§ **Your assignment**: Out of the data below, copy every line with the string "shovel".

§ **Data to examine**:
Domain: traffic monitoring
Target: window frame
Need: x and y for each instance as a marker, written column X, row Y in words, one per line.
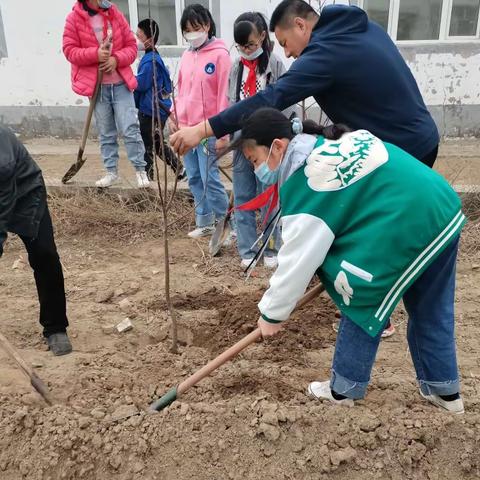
column 444, row 34
column 179, row 7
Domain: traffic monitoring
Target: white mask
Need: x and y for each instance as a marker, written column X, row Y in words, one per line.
column 196, row 39
column 253, row 56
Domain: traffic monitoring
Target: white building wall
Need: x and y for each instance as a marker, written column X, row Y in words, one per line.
column 35, row 77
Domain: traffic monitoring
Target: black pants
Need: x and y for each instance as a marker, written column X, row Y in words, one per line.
column 146, row 131
column 430, row 158
column 47, row 270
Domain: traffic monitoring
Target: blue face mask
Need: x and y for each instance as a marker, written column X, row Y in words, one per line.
column 264, row 174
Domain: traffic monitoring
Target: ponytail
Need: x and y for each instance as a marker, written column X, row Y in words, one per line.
column 331, row 132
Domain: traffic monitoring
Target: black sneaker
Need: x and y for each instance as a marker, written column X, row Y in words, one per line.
column 59, row 344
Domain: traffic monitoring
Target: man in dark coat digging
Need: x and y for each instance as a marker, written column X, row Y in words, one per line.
column 24, row 211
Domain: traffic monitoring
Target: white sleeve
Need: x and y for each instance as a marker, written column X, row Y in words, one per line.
column 306, row 241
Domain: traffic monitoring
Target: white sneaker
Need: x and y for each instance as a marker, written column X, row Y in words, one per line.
column 246, row 262
column 142, row 180
column 454, row 406
column 270, row 262
column 321, row 391
column 202, row 232
column 108, row 180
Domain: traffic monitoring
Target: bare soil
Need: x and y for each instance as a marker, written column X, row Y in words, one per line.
column 251, row 419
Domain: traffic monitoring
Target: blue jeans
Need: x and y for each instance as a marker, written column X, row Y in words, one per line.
column 431, row 336
column 211, row 200
column 246, row 186
column 115, row 114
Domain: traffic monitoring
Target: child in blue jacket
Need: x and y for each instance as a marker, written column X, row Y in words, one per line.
column 147, row 107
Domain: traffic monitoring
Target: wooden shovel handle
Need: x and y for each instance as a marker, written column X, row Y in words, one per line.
column 238, row 347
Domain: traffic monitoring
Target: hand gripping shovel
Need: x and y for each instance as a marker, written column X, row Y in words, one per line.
column 176, row 392
column 75, row 168
column 36, row 382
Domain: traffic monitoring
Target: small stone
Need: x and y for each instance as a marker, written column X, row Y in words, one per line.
column 369, row 424
column 97, row 413
column 104, row 296
column 271, row 433
column 125, row 305
column 138, row 466
column 124, row 326
column 343, row 456
column 18, row 264
column 269, row 450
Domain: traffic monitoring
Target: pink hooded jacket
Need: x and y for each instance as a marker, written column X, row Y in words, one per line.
column 80, row 46
column 202, row 83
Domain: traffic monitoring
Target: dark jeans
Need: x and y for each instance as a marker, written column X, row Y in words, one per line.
column 431, row 336
column 146, row 131
column 47, row 270
column 430, row 159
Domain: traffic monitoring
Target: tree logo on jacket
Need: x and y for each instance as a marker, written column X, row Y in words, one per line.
column 210, row 68
column 337, row 164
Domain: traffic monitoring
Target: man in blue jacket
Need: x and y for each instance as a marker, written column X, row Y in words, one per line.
column 24, row 211
column 144, row 99
column 352, row 69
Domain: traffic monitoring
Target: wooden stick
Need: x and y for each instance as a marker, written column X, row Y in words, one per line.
column 238, row 347
column 36, row 382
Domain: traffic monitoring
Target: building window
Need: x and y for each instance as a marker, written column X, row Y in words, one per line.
column 419, row 20
column 378, row 11
column 3, row 41
column 464, row 18
column 166, row 13
column 426, row 20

§ **Solution to the problem**:
Target: wooden shovel handle
Target: hand gripping shovel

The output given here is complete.